*WHAT NEEDS TO BE DONE:* Rewrite the material below, changing every "night-vision image" to "infrared frame" and keeping everything else the same. Leave out the pictures.

*DATASET CONTENT:*
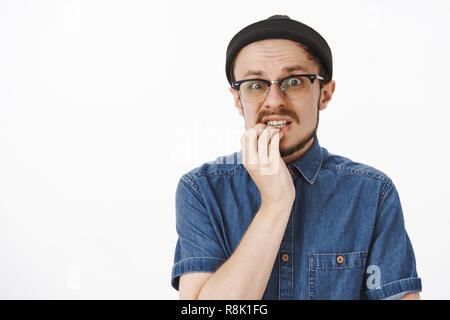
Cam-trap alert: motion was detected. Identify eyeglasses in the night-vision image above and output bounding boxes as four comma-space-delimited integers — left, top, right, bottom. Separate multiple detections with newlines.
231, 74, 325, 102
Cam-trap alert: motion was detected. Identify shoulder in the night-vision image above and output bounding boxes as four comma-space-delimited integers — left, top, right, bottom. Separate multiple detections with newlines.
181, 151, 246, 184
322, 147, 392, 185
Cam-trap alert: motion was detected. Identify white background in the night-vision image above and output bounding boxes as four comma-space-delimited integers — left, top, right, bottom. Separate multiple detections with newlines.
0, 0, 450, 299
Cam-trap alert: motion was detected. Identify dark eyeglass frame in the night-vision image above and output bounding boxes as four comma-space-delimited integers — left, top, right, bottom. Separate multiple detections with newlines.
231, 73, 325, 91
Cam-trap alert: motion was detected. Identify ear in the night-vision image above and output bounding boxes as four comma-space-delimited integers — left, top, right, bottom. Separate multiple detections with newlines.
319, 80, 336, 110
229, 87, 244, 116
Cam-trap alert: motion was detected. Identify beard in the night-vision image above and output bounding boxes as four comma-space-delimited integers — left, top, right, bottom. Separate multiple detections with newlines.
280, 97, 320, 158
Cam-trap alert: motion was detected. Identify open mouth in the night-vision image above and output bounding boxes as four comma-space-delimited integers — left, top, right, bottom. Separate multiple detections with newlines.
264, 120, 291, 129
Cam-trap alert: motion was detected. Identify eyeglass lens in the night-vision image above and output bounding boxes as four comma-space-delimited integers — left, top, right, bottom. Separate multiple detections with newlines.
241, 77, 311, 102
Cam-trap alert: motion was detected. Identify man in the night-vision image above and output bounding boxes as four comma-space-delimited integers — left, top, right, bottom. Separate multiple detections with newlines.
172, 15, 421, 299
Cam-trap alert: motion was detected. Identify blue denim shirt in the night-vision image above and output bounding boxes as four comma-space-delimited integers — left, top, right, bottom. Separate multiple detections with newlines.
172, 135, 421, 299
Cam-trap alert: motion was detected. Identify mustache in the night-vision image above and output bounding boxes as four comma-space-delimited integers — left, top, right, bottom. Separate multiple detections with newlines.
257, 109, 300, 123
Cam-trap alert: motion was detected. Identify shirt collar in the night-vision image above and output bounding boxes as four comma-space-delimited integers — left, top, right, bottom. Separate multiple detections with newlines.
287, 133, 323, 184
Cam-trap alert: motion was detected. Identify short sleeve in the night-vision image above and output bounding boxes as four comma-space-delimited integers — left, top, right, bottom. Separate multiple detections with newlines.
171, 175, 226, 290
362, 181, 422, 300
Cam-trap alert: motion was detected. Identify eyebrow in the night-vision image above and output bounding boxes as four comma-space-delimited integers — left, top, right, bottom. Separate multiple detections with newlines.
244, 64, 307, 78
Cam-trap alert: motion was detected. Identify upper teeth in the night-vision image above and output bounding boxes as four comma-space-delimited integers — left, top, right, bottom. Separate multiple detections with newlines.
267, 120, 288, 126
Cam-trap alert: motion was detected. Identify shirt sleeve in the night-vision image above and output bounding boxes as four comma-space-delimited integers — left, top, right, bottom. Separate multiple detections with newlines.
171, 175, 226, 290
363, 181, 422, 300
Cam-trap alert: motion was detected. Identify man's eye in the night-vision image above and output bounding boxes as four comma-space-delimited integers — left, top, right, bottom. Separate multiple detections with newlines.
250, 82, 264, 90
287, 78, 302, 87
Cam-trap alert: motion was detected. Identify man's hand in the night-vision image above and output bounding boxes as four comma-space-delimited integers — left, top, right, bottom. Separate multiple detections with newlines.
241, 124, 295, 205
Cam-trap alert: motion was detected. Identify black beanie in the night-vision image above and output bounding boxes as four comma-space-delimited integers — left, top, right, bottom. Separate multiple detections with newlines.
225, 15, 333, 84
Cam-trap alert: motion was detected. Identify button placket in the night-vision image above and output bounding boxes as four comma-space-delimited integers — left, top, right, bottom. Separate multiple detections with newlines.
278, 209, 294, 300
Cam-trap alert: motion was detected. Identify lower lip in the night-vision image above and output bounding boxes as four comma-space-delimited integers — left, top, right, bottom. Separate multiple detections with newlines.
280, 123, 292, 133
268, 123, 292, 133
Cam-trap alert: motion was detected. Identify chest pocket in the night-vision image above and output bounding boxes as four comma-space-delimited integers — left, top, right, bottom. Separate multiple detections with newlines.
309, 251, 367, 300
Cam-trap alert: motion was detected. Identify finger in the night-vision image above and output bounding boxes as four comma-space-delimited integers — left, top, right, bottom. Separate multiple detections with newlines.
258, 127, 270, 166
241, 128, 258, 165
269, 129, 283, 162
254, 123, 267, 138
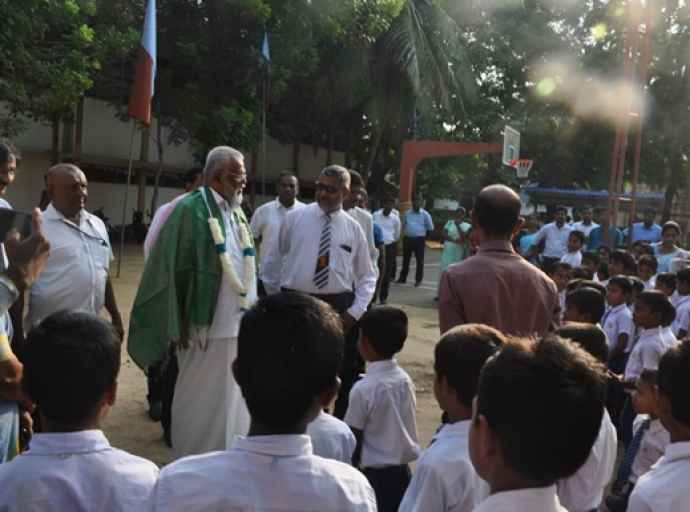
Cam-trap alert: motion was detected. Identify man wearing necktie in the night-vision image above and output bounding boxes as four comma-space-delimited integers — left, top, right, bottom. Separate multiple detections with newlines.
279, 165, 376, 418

*SOLUTION TO THE PROBLEM:*
Cam-trap alert: motion was detected. Identify eyeglasses in the infrared frame above and output bounding boxes as four comma-space-delimited integers — left, top, right, bottom. Separate multiple detections with newlines.
231, 74, 325, 102
Cam-trap alert: motion was detected. Identify shoulder in the infrared frame above and output bounding boxes as four comma-space-delimited integers — left, top, right, bottom. Separate multiple detections with newlines.
181, 151, 246, 184
322, 147, 392, 185
Cam-trap alert: motion was detected. Identify white background in the infrared frame above and output bounding boxes as four comma-space-delimited integers — left, top, right, bottom. Separate multiple detections with newlines.
0, 0, 450, 299
Cam-trap alert: motion was detected. Identify dark eyeglass frame in the infrared frame above and output bounding boxes as four comma-space-delimited integers — left, top, right, bottom. Separate multiple detections with newlines.
231, 73, 325, 91
Cam-trap alert: motion was detected. Identify ear in the infrared frame above and output bounding boxes as four comma-space-delimited integers — left, top, right, bottom. Separate multiple detections with newlines.
319, 80, 336, 110
229, 87, 244, 116
Cam-trap alert: motion was detected. Identify beard in the infrared frame above and output bounding boxes as four comma-space-delimited integers — left, top, right, bottom. Separate multiple detections with newlines.
280, 97, 320, 158
Cam-trap alert: motion was detected. Identify open mouth in the infrared frame above and output bounding boxes as four comma-space-delimited integers — left, top, right, bottom. Separate multiple detections with newlines.
264, 120, 291, 129
Cam-trap alert: motion was detected. Identify eyeglass lens in the infrared frame above and output bounding boxes as four comma-space-delimited integers — left, top, right, bottom. Separate multiple detections with newlines.
241, 77, 311, 102
Cam-trap alert: motion was detected. Identify man in the infrared frame above and output bounding boxes as four comma-space-delimited integers — left, top, right, bottom. Separate multiple detections with newlines.
172, 15, 421, 299
Cam-trap alert: motion was detected. Identify blue denim shirt in the infrared frame above and output bounding boxes as four comma-space-delimited integers — left, top, right, bottom. Separate multiple detections with newlines.
172, 135, 421, 299
Cam-trap alert: motion was detected. Identify mustache in the infrared frame above and output bounding boxes as four comma-space-delimited integers — left, top, right, bottom. Separate multiple detections with newlines.
257, 109, 300, 123
Cam-trap alert: motion was detected. Identify shirt collar in the infrared frame above and output bounding boxes as four comma-space-delimited integers — left, top, right, bottom. Separate multiple detections with newlines.
287, 133, 323, 184
Cam-trap alert: motion was detected. Identify short sleeve in the infrared frame above and output bounding boxes as four comma-space-delimited integers — left, top, right, bottom. Separate multiple detections with newlines.
171, 175, 226, 290
362, 181, 422, 300
Cam-trap alert: motion was detected. Identify eyebrow in the infrared frame above and output bounding boxes as four comma-space-delimited integers — left, top, right, bottom. Separate multiple detections with newlines.
244, 64, 307, 78
Cam-trap alert: motion was detected. Identify upper teeth in the infrared frame above and output bounding boxes as four comma-space-delimited integers — left, top, right, bottom. Separate multiple detections with newlines.
267, 120, 288, 126
Cam-trap alert: motion was detected. Identify shirt sleeve in the infrared frame above and output bounding boxes as four comma-space-delimited integers — left, top, right, bottom. Separate multiple detections with newlines.
171, 175, 226, 290
363, 181, 422, 300
Cam-trap alert: motion was detected. Identify man's eye in the infrared frame above and output bounding boxes as four comma-space-delimited integers — left, top, right, bottom. Separate multiple detections with newlines.
250, 82, 264, 90
287, 78, 302, 87
Cam-trap alert: motion was detected. Identify man's hand in the infrared frame above and output bounding boxes as four comma-space-delimited integers — left, top, right, bottom. Separate multiple detections with newlines.
241, 124, 295, 205
Cam-trap alert: motion was detected. Identify black beanie in the infrared frame above and output bounding boxes as four comma-space-delimited integers — left, top, right, bottom. Separate multiple detections with newlines.
225, 15, 333, 84
Cam-trap alert: motion was detected. Identify button placket in the infrared frame above and output bounding boxes as four comma-space-delimited integers — left, top, right, bottom. Separate multiple detections with newlines.
278, 209, 294, 300
Cam-trap alert: motion was detected. Identify lower lip in the infrared frame above and output bounding boxes as four comma-space-delimited integers — left, top, right, bottom. Separate multiple detections with newlines.
280, 123, 292, 133
268, 123, 292, 133
Cam-trap alert: motion was detected. Identify chest pocket in the infrared frame above and output bounding boxes as four comma-space-delimited integers — left, top, right, bottom. Separate multiple detections with newlines.
309, 251, 367, 300
Cam-trap alert: motion was detected. Identify finger in the infrared frame above and output bounding boxes as four comma-space-delimited integers — left, top, right, bottom. Separate multiple detections with newlines.
258, 127, 270, 166
241, 128, 258, 165
269, 129, 283, 162
254, 123, 267, 138
Cam-trap alert: motion was detected. Identify man wearing necktie in the infrared frame above and output bounding boxes as four comma-space-delimited integers — left, top, right, bottom. Separate multiple detections with newlines.
279, 165, 376, 418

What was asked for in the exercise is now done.